Work to complete: Would you print the full listing word for word?

-------

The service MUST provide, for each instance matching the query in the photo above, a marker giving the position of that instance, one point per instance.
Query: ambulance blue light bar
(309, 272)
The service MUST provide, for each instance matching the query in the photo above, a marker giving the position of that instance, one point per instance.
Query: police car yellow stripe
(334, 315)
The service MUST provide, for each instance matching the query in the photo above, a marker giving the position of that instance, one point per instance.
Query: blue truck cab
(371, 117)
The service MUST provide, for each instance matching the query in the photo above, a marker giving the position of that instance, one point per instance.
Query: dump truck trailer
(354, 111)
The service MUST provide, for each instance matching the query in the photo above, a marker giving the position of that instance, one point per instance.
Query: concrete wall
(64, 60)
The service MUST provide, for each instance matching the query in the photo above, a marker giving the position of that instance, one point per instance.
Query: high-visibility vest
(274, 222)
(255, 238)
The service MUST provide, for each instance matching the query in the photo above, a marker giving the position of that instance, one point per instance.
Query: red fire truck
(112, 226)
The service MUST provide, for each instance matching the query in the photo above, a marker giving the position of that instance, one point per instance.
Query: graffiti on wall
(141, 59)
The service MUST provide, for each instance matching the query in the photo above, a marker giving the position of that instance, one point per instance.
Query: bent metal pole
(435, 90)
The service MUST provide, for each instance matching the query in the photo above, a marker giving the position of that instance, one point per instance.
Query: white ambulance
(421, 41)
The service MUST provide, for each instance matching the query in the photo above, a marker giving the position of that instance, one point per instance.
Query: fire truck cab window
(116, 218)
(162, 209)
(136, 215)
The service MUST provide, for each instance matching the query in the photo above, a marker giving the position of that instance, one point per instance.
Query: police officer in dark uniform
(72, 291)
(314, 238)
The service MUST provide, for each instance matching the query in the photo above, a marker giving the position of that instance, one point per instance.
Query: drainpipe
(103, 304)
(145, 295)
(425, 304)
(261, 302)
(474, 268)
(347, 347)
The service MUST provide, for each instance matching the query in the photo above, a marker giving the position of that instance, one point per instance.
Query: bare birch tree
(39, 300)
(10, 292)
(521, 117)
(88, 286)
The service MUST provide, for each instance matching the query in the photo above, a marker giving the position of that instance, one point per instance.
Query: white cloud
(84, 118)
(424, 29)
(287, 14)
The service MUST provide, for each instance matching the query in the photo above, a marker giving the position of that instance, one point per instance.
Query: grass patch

-------

Completed exercise:
The service MUST provide, for each instance matching the query in the photo above, a marker giving the position of that instance, one point per instance.
Query: ambulance blue light bar
(309, 272)
The service MUST provide, for each instance matching the query in the photo above, a marker giving the position of that instance, one point per instance.
Query: police car yellow stripe
(334, 315)
The service MUST provide, for each instance matching the query in the photo above, a marker giving the position of that instance, one point per instance.
Query: blue truck cab
(371, 117)
The service MUST provide, for each instance matching the query in the photo above, a marker giving the position of that instance, one point per instance.
Query: dump truck trailer
(354, 111)
The service MUST provide, for each instance matching the query in the photo above, a marker giving the position of that instance, one point per instance.
Query: concrete wall
(64, 60)
The service MUST provide, for each instance matching the query in the photo above, a marker giving the position of that instance, one point per instance.
Query: high-visibility vest
(274, 222)
(255, 238)
The service MUST provide, for each instance matching the query in the photo above, a marker giving the position of that instance, one point per instance.
Query: red fire truck
(112, 226)
The service MUST provide, for each instance matching the query in the photo above, a marker giving the position of that instance, one point per instance.
Query: graffiti on wall
(141, 59)
The service MUST provide, for each instance matching the query in the photo above, a marker giving the position of that instance, one point per instance.
Query: bent metal pole
(435, 90)
The service MUST provide, for each instance matching the query in the photo above, a marker giving the position of that instance, one point per instance.
Query: white ambulance
(421, 41)
The service MUST provide, for each instance matching the query in the photo above, a marker giving the position of that instance, one point per instance.
Query: fire truck cab window
(116, 218)
(162, 209)
(136, 215)
The service MUST provide, for each instance matching the query in the photo above, a marker giving the position of that instance, one point per instance.
Query: police officer in dark uniform
(72, 291)
(314, 238)
The service MUST provide, for each instance matching the query in the photo above, a marker giving the position of that instance, one point per instance.
Query: drainpipe
(103, 304)
(145, 295)
(425, 304)
(261, 302)
(474, 268)
(347, 347)
The service MUST provide, for each instance matching the query in the photo above, a marker giving the position of that instance, one point per instance.
Query: bare birch tree
(39, 300)
(10, 292)
(521, 117)
(88, 286)
The service MUST provide, for each instance matching the query in the photo above, a marker giving the position of that instance, one point per instance.
Query: white cloud
(84, 118)
(424, 29)
(287, 14)
The service MUST provide, for each instance matching the query in the photo above, a marker giving the position of that instance, one point per instance.
Query: grass patch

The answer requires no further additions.